CA2455835C - Tetraxial fabric and machine for its manufacture - Google Patents

Abstract

A tetraxial fabric is obtained using warp yarns (11), weft yarns (12), first bias yarns (13) and second bias yarns (14). The warp yarns (11) alternate to the weft yarns (12) and the first bias yarns (13) are overlaid by the second bias yarns (14), in addition the first bias yarns (13) cross the second bias yarns (14) at the crossover points of the warp yarns (11) with the weft yarns (12). The invention includes also a machine to manufacture the said tetraxial fabric.

Description

TETRAXIAL FABRIC AND MACHING FOR ITS MANUFACTURE
Field of the Invention This invention concerns a tetraxial fabric and a machine for its manufacture.

Background of the Invention In the textile field, besides the traditional warp and weft fabrics, tetraxial fabrics are also known, i.e.
fabrics consisting of warp and weft yarns as well as first and second bias yarns which crisscross each other along two different diagonal directions. In such fabrics the bias yarns cross also the warp and weft yarns.

The first tetraxial fabrics developed in the art consisted of bias yarns crossing in the fabric areas included between the warp and the weft yarns.

This fabric geometry did not provide either a close bond between yarns or an optimum fabric fill coefficient.
Tetraxial fabrics are known also from the U.S. Patent No. 5,351,722, where a tetraxial fabric is described which contains warp yarns, weft yarns as well as first and second bias yarns crisscrossing each other and both the warp and weft yarns.

In such tetraxial fabrics a first course of warp yarns is overlaid by the weft yarns and overlies the first and second bias yarns, while a second course of warp yarns, which alternates to the mentioned first yarn course,

2 overlies the weft yarns and is overlaid by the first and second bias yarns.

Fabrics of the latter type, though overcoming the problems that arise with fabrics of the former type, are suitable for further improvements.

The structure of such known tetraxial fabrics is in any case asymmetrical due to the fact that the warp yarns are alternatively above or under the weft yarns, so that only the first and second bias yarns contribute substantially to the strength of the fabric.
Summary of the Invention The object of this invention is therefore to resolve the above-mentioned problems by making tetraxial fabrics characterized by a total symmetry.

A further object of this invention is to make a tetraxial fabric in which the angles of the first and second bias yarns can be controlled as desired.

+---+

=== Problems to solve ===
a - Does each statement agree with the tetraxial fabric patent? Answer yes or no, and quote the deciding words. (i) The earliest tetraxial fabrics had bias yarns crossing in the areas between the warp and weft yarns. (ii) In the known tetraxial fabrics, the warp yarns contribute most to the fabric's strength. (iii) One aim of the invention is a fabric whose bias yarn angles can be controlled.
b - Write out everything in the tetraxial fabric patent from "Description" down to "also known, i.e.".
c - Continue the tetraxial fabric patent from where it stops.
The entries have no connection to the tetraxial fabric patent.

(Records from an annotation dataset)

+---+

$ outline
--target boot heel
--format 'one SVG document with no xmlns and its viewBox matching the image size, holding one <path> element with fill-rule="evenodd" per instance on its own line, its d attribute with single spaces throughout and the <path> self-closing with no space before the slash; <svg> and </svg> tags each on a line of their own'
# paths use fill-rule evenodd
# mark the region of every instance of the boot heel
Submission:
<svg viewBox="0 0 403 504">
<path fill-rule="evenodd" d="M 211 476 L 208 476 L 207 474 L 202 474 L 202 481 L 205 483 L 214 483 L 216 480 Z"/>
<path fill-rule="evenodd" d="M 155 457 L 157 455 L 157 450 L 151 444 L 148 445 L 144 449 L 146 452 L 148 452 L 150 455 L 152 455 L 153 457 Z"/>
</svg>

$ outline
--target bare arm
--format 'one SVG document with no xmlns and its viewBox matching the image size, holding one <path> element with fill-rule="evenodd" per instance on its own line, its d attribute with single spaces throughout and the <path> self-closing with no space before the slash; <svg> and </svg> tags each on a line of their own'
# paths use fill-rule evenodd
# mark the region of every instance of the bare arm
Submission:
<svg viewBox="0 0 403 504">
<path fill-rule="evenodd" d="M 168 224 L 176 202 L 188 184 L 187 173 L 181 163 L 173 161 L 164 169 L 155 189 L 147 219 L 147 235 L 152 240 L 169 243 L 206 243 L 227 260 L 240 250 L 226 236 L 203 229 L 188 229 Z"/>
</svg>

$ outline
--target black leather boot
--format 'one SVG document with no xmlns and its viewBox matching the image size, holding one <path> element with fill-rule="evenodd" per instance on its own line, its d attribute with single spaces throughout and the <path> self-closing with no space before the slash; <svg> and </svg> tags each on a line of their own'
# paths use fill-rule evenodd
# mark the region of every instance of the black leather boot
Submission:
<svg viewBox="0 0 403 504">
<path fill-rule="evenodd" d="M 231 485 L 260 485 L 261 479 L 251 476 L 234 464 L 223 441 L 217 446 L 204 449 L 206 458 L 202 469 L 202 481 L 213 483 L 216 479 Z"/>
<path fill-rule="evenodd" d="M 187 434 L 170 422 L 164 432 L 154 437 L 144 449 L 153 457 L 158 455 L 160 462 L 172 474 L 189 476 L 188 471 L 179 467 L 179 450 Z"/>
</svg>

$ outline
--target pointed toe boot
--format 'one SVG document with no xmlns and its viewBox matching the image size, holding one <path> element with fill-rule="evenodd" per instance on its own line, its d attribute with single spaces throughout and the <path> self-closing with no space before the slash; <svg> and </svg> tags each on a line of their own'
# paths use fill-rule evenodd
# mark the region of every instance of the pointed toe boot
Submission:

+---+

=== In response ===
a -
(i) Yes: "consisted of bias yarns crossing in the fabric areas included between the warp and the weft yarns."
(ii) No: "only the first and second bias yarns contribute substantially to the strength of the fabric."
(iii) Yes: "the angles of the first and second bias yarns can be controlled as desired."

b -
Description

TETRAXIAL FABRIC AND MACHING FOR ITS MANUFACTURE
Field of the Invention This invention concerns a tetraxial fabric and a machine for its manufacture.

Background of the Invention In the textile field, besides the traditional warp and weft fabrics, tetraxial fabrics are also known, i.e.

c -
A further object of this invention is to make a tetraxial fabric that can reach an optimum fill coefficient of up to 100%.

The said objects are achieved, according to this invention, by a tetraxial fabric according to the invention.

The invention concerns also a machine to manufacture a tetraxial fabric, according to the invention.

The tetraxial fabric exhibits a number of advantages, including the possibility of being made either with a partial fabric fill coefficient or with a 100% fill coefficient.

It exhibits total symmetry because it is made with alternating warp and weft yarns, as in ordinary fabrics.
Among other things, this symmetry provides a fabric where the front and back sides are alike.

Therefore the fabric of the invention has a high resistance to deformation, which makes it ideal for a number of industrial applications such as inflatable boat plies, filter fabric, tarpaulins, etc.

The machine to manufacture the tetraxial fabric allows, among other things, the weaving of a large number of yarns, where the limit is set by the thickness of each needle.

In addition, it has a single beater which intervenes after each weft drawing-in, thus limiting the room needed, and allowing fabrics containing more yarns per centimeter to be obtained.

Other important advantages of the machine of the invention are due to the fact that the presence of a single moving warp, in cooperation with the stationary warp, makes the machine simpler and with fewer elements to be synchronized; the single beater simplifies further said synchronisms, in addition the bias yarn pulling system has a simple step-by-step motion which is easy to achieve and accurate in operation.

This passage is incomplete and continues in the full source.